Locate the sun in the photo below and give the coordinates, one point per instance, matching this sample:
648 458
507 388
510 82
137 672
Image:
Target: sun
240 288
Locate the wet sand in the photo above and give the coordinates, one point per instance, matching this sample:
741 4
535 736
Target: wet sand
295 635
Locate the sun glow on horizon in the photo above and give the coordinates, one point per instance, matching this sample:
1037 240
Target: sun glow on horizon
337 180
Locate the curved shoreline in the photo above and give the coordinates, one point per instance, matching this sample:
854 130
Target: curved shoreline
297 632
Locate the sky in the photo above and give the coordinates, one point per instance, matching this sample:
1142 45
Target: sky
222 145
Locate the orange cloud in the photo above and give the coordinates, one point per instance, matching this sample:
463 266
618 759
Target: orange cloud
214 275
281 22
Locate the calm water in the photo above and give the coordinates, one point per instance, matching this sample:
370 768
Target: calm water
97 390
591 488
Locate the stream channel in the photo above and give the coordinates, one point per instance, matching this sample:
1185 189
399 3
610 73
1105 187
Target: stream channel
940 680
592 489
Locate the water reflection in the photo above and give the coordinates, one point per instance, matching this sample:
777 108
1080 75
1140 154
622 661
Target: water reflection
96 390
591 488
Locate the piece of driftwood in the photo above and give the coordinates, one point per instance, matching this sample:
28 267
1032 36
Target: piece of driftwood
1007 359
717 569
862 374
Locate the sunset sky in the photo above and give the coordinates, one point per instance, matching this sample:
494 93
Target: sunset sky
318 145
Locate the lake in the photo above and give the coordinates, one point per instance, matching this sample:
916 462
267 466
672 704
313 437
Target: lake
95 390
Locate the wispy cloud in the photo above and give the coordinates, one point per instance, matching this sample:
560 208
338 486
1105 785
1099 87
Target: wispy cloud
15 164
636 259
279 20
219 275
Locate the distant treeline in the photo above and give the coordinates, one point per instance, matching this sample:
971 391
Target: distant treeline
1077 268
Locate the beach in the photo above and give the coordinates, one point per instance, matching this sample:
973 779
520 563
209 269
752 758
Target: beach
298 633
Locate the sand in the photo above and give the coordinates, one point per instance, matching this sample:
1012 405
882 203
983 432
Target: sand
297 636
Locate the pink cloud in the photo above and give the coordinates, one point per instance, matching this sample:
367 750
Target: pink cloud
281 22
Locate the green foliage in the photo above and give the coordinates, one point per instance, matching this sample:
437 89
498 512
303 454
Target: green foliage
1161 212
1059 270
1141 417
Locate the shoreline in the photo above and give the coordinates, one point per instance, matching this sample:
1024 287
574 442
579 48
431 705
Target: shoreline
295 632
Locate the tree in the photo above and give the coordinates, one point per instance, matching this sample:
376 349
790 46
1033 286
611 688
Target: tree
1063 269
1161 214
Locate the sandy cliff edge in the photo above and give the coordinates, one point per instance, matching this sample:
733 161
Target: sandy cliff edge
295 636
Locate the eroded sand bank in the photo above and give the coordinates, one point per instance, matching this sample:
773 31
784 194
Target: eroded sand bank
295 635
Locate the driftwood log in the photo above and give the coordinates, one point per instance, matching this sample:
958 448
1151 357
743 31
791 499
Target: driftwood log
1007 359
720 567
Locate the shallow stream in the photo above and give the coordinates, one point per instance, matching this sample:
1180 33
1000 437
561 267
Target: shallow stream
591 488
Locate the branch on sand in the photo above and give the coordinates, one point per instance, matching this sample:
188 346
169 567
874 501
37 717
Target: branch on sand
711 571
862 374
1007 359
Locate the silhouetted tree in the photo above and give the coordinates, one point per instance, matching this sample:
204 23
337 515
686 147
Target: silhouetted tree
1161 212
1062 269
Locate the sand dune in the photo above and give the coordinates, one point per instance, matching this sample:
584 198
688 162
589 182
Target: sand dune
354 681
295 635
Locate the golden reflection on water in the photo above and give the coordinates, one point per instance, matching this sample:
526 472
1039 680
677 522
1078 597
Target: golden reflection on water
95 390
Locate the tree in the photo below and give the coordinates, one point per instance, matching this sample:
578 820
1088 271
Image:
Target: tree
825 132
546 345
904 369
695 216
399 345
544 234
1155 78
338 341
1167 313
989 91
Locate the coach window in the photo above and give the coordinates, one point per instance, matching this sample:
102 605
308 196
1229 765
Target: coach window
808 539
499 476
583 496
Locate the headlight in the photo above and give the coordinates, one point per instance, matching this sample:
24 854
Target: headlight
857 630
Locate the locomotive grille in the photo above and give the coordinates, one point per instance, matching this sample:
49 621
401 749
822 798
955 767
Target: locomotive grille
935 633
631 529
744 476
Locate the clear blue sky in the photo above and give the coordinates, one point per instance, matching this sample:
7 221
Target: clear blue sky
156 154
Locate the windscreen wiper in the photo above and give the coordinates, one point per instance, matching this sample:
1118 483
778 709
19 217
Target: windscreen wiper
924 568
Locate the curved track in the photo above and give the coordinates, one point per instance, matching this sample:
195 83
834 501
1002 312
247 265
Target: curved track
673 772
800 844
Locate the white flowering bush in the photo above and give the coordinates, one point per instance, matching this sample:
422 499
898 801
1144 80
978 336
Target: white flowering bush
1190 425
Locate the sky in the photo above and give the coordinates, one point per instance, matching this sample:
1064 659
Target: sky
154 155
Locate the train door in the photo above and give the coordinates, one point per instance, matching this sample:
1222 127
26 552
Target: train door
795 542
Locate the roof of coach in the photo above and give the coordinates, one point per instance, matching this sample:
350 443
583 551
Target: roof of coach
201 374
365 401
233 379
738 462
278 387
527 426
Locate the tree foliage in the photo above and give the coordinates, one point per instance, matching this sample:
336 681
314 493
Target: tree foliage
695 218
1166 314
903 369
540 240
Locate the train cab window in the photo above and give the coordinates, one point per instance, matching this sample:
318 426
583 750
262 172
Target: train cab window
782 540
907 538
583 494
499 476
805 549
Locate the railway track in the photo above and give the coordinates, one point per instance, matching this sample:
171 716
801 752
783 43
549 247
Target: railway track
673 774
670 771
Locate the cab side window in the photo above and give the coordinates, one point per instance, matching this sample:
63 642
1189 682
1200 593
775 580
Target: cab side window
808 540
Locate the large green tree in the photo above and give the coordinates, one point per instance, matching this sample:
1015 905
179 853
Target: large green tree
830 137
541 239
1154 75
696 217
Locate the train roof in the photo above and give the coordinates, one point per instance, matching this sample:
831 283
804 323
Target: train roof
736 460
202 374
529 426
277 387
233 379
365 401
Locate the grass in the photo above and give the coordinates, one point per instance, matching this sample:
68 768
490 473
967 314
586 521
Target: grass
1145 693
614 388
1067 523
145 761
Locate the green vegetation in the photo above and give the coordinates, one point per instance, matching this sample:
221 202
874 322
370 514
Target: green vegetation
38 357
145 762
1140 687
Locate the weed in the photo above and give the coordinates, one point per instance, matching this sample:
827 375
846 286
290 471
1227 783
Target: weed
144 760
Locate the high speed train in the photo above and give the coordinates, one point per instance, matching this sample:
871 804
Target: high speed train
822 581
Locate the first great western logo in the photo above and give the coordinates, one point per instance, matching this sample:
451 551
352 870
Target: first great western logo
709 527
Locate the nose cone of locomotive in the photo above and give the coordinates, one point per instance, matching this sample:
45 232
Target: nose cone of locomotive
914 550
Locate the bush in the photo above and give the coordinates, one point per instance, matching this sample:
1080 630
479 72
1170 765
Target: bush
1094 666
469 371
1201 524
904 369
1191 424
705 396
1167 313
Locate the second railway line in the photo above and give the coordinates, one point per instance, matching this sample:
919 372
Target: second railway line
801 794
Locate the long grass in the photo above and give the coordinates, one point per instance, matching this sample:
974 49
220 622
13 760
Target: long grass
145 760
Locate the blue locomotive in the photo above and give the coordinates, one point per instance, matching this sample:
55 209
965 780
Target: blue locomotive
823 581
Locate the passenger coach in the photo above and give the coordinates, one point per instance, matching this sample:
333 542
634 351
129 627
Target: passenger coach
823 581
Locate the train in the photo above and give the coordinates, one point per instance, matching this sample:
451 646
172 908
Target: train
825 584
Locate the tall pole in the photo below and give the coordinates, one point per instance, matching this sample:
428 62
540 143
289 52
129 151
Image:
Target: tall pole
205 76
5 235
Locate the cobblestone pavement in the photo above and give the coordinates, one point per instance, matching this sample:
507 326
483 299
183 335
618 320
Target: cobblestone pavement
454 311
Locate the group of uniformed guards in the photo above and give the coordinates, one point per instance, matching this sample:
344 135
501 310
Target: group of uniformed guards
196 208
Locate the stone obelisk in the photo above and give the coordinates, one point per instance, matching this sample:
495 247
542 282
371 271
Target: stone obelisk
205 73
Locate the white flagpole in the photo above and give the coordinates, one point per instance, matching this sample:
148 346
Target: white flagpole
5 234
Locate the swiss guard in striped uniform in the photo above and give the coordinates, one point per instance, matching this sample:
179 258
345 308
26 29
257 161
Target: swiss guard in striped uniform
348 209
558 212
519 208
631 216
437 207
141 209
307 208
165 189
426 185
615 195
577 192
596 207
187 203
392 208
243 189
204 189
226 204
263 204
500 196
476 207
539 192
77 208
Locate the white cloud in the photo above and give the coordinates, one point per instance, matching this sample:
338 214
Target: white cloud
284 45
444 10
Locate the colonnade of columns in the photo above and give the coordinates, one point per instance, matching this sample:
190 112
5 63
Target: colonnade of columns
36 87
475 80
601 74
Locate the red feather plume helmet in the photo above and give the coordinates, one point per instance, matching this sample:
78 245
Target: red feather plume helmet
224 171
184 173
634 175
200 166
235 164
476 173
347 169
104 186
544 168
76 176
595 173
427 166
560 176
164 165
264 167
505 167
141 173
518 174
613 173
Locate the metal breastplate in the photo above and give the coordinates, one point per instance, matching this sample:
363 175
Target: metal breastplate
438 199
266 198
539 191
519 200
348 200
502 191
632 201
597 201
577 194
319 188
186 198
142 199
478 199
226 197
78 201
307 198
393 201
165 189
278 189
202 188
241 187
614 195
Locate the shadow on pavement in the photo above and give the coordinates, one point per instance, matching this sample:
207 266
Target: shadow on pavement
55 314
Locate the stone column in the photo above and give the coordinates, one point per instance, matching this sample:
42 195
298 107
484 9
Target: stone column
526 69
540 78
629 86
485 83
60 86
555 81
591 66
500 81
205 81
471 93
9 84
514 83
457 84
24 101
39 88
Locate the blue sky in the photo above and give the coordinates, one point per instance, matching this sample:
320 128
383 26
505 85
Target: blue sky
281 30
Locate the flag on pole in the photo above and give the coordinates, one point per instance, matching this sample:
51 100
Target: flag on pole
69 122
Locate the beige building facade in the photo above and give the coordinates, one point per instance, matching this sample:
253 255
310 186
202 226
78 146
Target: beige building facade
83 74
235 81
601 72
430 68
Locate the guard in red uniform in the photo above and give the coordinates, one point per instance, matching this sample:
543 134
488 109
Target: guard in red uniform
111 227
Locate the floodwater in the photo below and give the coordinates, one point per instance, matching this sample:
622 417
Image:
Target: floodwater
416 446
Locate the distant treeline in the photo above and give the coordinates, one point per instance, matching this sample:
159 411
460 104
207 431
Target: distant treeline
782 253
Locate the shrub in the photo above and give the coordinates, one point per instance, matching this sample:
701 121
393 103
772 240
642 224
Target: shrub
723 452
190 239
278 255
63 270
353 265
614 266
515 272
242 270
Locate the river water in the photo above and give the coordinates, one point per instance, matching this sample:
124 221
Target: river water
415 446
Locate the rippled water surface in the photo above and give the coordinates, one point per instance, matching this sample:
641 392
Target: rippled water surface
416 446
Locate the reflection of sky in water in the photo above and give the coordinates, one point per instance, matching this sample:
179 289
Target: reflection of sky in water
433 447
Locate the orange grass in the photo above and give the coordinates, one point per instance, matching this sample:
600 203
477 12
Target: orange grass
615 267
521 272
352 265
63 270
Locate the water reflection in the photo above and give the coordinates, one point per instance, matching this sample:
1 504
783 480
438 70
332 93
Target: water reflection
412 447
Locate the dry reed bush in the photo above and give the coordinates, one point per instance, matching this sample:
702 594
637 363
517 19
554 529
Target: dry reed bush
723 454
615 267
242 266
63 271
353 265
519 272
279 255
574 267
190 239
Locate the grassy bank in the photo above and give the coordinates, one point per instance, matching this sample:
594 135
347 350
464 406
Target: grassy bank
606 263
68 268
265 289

##########

◆ TASK DETAILS ◆
In the listing above, find each line with the word "below" and return it.

◆ REPLY ◆
Locate the sun in the photo below and give the coordinates, one point per instance, matching this sample:
Locate the tree in the photo below and give the coordinates, one point per instance, matching this sample:
Locate the tall pole in the photo below and give the coordinates, one point per instance, matching this sample:
Locate the floodwater in the photo below and give the coordinates, one point per instance, matching this sample:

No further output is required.